**Requirement**. Copy out the rows below, swapping "target" for "object" wherever it appears and keeping everything else the same.

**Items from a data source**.
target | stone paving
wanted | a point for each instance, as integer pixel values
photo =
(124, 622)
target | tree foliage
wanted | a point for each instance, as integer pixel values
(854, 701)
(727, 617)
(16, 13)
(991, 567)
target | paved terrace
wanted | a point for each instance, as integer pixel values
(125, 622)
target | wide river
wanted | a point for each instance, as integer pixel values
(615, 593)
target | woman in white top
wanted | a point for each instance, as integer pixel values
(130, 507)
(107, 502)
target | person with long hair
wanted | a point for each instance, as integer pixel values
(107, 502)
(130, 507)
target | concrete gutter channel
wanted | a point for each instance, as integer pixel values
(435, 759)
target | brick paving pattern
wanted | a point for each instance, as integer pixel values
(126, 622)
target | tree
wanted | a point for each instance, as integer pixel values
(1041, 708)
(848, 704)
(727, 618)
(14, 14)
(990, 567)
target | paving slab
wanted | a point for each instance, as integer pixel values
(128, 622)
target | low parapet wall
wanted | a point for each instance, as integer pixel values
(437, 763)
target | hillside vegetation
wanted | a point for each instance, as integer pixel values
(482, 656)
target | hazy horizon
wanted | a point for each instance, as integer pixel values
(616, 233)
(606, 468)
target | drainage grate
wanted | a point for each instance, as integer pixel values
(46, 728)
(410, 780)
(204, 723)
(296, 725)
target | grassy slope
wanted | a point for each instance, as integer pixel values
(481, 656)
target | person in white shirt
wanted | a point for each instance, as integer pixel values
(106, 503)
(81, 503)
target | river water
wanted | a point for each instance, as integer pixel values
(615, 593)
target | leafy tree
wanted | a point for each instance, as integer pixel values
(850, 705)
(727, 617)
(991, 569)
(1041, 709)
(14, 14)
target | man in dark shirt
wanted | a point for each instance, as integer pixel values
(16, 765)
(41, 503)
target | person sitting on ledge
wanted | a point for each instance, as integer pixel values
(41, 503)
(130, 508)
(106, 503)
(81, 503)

**Response**.
object | stone paving
wanted | a point for each instance, as integer pixel values
photo =
(124, 622)
object | tree foliage
wanted | a point for each instance, as integer pixel values
(854, 701)
(727, 617)
(16, 13)
(991, 567)
object | paved terrace
wanted | a point for each instance, as integer pixel values
(125, 622)
object | wide river
wanted | a point for each instance, as integer pixel values
(615, 593)
object | woman in white top
wanted | a point for each instance, as integer pixel values
(130, 507)
(107, 502)
object | person with long hair
wanted | a point for each instance, as integer pixel values
(107, 502)
(130, 507)
object | concrete gutter channel
wanted | a point for each instance, as integer pixel values
(435, 759)
object | brick paving pattern
wanted | a point for each instance, as integer pixel values
(126, 622)
object | tree
wanted | a point for each instance, as integer pixel values
(1041, 708)
(848, 704)
(727, 618)
(14, 14)
(990, 567)
object | paving slab
wanted | a point for each instance, as integer pixel values
(128, 622)
object | low parapet wall
wanted | a point for each instance, as integer pixel values
(437, 763)
object | hillside vegetation
wanted | a point for each instance, as integer pixel values
(482, 656)
object | hazy horizon
wanted | a point for each instance, as integer pixel values
(616, 233)
(606, 468)
object | drainage grate
wanted | a point for each instance, as integer pixel values
(46, 728)
(410, 780)
(204, 723)
(296, 725)
object | grassy slope
wanted | a point for each instance, as integer pixel values
(481, 656)
object | person in white shirt
wanted | a point for each instance, as integer pixel values
(106, 503)
(81, 503)
object | river water
wanted | a point for each instance, as integer pixel values
(615, 593)
object | leafy tree
wanted | a point for each instance, as integer pixel values
(850, 705)
(727, 617)
(991, 569)
(1041, 709)
(14, 14)
object | man in dark shirt
wanted | a point for each instance, as integer pixel values
(16, 765)
(41, 503)
object | person sitting on ledge
wanted | a point for each instance, as integer pixel values
(41, 503)
(130, 508)
(106, 503)
(81, 503)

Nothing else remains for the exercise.